(Exercise) Write out the data below in full. Keep it exact.

_ _ _ _ _ _ _

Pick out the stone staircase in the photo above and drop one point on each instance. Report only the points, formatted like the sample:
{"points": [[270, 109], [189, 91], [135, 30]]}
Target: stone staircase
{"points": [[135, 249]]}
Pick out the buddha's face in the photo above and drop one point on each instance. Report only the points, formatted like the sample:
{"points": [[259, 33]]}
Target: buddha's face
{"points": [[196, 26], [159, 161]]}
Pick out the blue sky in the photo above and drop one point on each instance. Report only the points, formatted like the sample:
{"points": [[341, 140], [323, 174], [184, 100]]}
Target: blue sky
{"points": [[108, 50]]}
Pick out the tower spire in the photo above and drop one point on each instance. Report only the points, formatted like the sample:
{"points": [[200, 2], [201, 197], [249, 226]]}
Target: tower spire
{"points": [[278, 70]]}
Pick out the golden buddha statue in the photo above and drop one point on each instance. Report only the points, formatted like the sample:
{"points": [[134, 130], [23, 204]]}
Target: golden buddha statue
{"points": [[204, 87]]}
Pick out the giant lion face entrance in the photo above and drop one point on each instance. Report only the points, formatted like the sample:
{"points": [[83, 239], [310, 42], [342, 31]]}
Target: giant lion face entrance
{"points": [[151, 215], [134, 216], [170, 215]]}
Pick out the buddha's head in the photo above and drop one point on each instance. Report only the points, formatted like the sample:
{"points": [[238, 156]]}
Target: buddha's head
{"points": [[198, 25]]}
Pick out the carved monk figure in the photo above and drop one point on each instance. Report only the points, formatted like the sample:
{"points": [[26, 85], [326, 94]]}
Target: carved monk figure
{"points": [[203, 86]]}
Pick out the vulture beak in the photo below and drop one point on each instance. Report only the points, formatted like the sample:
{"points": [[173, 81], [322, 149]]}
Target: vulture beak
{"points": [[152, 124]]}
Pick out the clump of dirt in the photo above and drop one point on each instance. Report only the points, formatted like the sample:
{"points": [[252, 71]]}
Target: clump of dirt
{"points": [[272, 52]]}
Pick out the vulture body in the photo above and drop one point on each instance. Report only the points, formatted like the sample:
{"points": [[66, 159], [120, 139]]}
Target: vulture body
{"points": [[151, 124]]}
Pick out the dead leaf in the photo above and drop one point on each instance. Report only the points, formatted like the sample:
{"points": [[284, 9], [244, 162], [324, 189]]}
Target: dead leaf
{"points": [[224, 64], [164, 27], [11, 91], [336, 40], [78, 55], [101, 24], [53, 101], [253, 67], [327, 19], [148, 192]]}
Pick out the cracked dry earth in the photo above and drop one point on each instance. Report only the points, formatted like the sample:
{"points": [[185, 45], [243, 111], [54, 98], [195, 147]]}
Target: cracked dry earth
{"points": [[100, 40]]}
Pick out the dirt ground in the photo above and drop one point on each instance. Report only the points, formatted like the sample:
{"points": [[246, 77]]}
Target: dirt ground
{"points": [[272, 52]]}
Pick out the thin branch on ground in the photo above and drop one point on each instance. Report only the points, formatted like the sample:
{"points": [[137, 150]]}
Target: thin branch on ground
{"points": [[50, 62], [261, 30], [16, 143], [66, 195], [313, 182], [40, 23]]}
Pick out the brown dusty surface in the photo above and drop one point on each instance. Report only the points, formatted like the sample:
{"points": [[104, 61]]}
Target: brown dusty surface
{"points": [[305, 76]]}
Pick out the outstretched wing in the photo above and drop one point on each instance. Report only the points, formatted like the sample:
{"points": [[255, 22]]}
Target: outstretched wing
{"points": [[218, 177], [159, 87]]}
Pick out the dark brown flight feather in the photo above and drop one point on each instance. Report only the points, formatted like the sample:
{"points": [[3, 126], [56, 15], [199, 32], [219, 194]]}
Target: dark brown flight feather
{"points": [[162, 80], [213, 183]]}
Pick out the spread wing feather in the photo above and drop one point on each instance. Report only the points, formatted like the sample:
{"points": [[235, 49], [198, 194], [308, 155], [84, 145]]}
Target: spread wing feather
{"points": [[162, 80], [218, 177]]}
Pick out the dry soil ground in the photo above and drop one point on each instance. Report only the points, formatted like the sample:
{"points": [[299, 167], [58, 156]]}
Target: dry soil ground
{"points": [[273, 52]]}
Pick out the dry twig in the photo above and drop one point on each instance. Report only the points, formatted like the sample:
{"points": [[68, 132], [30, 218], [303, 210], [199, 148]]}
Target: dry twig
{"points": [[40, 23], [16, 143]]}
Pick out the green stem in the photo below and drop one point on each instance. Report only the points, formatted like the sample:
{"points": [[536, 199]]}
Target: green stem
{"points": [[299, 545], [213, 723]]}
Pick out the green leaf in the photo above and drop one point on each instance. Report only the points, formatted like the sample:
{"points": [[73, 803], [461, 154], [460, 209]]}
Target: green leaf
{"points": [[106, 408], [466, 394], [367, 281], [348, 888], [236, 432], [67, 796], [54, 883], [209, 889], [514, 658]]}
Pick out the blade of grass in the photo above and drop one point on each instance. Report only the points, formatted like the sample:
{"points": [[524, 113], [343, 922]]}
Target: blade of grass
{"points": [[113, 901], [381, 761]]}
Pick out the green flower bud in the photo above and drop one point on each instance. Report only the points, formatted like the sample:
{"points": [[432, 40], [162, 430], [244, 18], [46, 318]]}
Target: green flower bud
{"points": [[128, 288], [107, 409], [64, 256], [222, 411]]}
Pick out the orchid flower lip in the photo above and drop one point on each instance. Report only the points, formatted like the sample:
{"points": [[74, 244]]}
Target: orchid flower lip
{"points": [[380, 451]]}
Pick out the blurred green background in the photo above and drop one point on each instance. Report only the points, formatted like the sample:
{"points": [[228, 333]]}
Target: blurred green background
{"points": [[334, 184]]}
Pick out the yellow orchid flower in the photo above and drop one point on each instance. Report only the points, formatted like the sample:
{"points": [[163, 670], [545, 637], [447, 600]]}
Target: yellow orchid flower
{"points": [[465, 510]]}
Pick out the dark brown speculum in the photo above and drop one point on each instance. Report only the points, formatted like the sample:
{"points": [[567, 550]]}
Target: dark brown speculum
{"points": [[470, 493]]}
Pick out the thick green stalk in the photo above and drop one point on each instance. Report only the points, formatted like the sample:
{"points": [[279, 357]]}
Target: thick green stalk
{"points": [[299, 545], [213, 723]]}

_ _ _ _ _ _ _

(Written solution)
Pick out the stone staircase in the photo above and drop one point on each instance. Report only the points, formatted like the sample:
{"points": [[270, 109], [189, 91], [135, 30]]}
Target: stone staircase
{"points": [[135, 249]]}
Pick out the buddha's face in the photo above and drop one point on each instance. Report only the points, formatted like the sample:
{"points": [[259, 33]]}
Target: buddha's face
{"points": [[196, 26], [159, 161]]}
Pick out the blue sky in the photo above and drop one point on each instance. Report only the points, formatted like the sample:
{"points": [[341, 140], [323, 174], [184, 100]]}
Target: blue sky
{"points": [[108, 50]]}
Pick out the tower spire in the photo above and drop one point on each instance. Report only the points, formatted like the sample:
{"points": [[200, 2], [201, 197], [249, 226]]}
Target: tower spire
{"points": [[278, 70]]}
Pick out the golden buddha statue in the photo above and drop one point on each instance. Report only the points, formatted like the sample:
{"points": [[134, 130], [23, 204]]}
Target: golden buddha statue
{"points": [[204, 87]]}
Pick out the giant lion face entrance in the photo above and drop one point on each instance. Report only the points, formatted like the sample:
{"points": [[83, 239], [310, 42], [342, 31]]}
Target: giant lion face entrance
{"points": [[151, 215], [134, 216], [170, 215]]}
Pick out the buddha's head in the photo above and drop one point on each instance. Report only the points, formatted like the sample:
{"points": [[238, 156]]}
Target: buddha's head
{"points": [[198, 25]]}
Pick out the carved monk figure in the photo above and drop one point on each instance. Report only the points, formatted like the sample:
{"points": [[26, 85], [326, 94]]}
Target: carved monk figure
{"points": [[203, 86]]}
Pick out the vulture beak in the photo below and drop one point on each instance. Report only the points, formatted like the sample:
{"points": [[173, 81], [322, 149]]}
Target: vulture beak
{"points": [[152, 124]]}
Pick out the clump of dirt in the photo above and drop one point on each instance. Report only the points, formatted like the sample:
{"points": [[252, 71]]}
Target: clump of dirt
{"points": [[272, 52]]}
Pick out the vulture body in the photo above and drop one point on each instance. Report only the points, formatted like the sample:
{"points": [[66, 159], [120, 139]]}
Target: vulture body
{"points": [[151, 124]]}
Pick out the dead leaf in the photo above and drop one point on each instance. Report only the points, formatted like the sample:
{"points": [[284, 9], [244, 162], [324, 189]]}
Target: dead leaf
{"points": [[224, 64], [164, 27], [11, 91], [336, 40], [78, 55], [101, 24], [53, 101], [253, 67], [327, 19], [148, 192]]}
Pick out the cracked dry earth in the photo above and drop one point on each instance. Report only the points, formatted like the sample:
{"points": [[185, 45], [243, 111], [54, 98], [195, 147]]}
Target: cracked dry earth
{"points": [[100, 40]]}
Pick out the dirt ground in the photo above and drop one point on each instance. Report only the points, formatted like the sample:
{"points": [[246, 77]]}
Target: dirt ground
{"points": [[272, 52]]}
Pick out the thin branch on ground in the photo above and drop one point on each instance. Report only the points, formatted like the sample:
{"points": [[137, 150]]}
Target: thin branch on ground
{"points": [[50, 62], [261, 30], [16, 143], [66, 195], [313, 182], [40, 23]]}
Pick out the brown dusty surface in the photo above and drop one point on each instance. Report only the points, formatted like the sample:
{"points": [[104, 61]]}
Target: brown dusty surface
{"points": [[305, 76]]}
Pick out the outstretched wing in the photo above and drop one point on each instance. Report only the points, formatted like the sample:
{"points": [[255, 22]]}
Target: outstretched wing
{"points": [[218, 177], [159, 87]]}
Pick out the dark brown flight feather in the photo above and drop one point on each instance. Report only the points, formatted like the sample:
{"points": [[3, 126], [56, 15], [199, 32], [219, 194]]}
Target: dark brown flight feather
{"points": [[162, 80], [213, 183]]}
Pick out the spread wing feather in the photo above and drop one point on each instance. Report only the points, formatted like the sample:
{"points": [[235, 49], [198, 194], [308, 155], [84, 145]]}
Target: spread wing feather
{"points": [[162, 80], [218, 177]]}
Pick out the dry soil ground in the photo above and drop one point on each instance. Report only the points, formatted like the sample:
{"points": [[299, 167], [58, 156]]}
Target: dry soil ground
{"points": [[273, 52]]}
Pick out the dry twig in the photo above and drop one point on each instance. Report only the points, formatted like the sample:
{"points": [[68, 132], [30, 218], [303, 210], [199, 148]]}
Target: dry twig
{"points": [[40, 23], [16, 143]]}
Pick out the green stem in the photo below and drop one point on each instance. Report only the points, formatted like the sample:
{"points": [[536, 199]]}
Target: green stem
{"points": [[299, 545], [213, 723]]}
Pick out the green leaf in the photo above and drop one point on each instance. Report only the points, formatted like the sample:
{"points": [[73, 803], [461, 154], [460, 209]]}
Target: green leaf
{"points": [[106, 408], [466, 394], [367, 281], [348, 888], [236, 432], [67, 796], [54, 883], [209, 889], [514, 658]]}
Pick out the blade of grass in the photo above and drop one point on each instance. Report only the points, formatted like the sample:
{"points": [[524, 113], [343, 922]]}
Target: blade of grass
{"points": [[113, 901], [381, 761]]}
Pick out the green flower bud in the photo above and drop one point on each instance. Report only the points, formatted like the sample:
{"points": [[432, 40], [162, 430], [244, 18], [46, 318]]}
Target: green flower bud
{"points": [[128, 288], [107, 409], [64, 256], [222, 411]]}
Pick out the orchid flower lip in the photo above and drop one point on each instance. Report only the points, formatted like the sample:
{"points": [[74, 244]]}
Target: orchid flower lip
{"points": [[380, 451]]}
Pick out the blurred green background in the photo above and drop one point on each instance. Report only the points, formatted like the sample:
{"points": [[228, 333]]}
Target: blurred green background
{"points": [[334, 184]]}
Pick out the yellow orchid flower in the photo above and drop one point on each instance. Report only the points, formatted like the sample:
{"points": [[163, 670], [545, 637], [447, 600]]}
Target: yellow orchid flower
{"points": [[465, 510]]}
Pick out the dark brown speculum in the photo above and drop one point on each instance. Report only the points, formatted like the sample:
{"points": [[567, 550]]}
Target: dark brown speculum
{"points": [[470, 493]]}
Pick out the thick green stalk in the photo above and drop one point on each instance. Report only the points, formatted like the sample:
{"points": [[279, 357]]}
Target: thick green stalk
{"points": [[299, 545], [213, 723]]}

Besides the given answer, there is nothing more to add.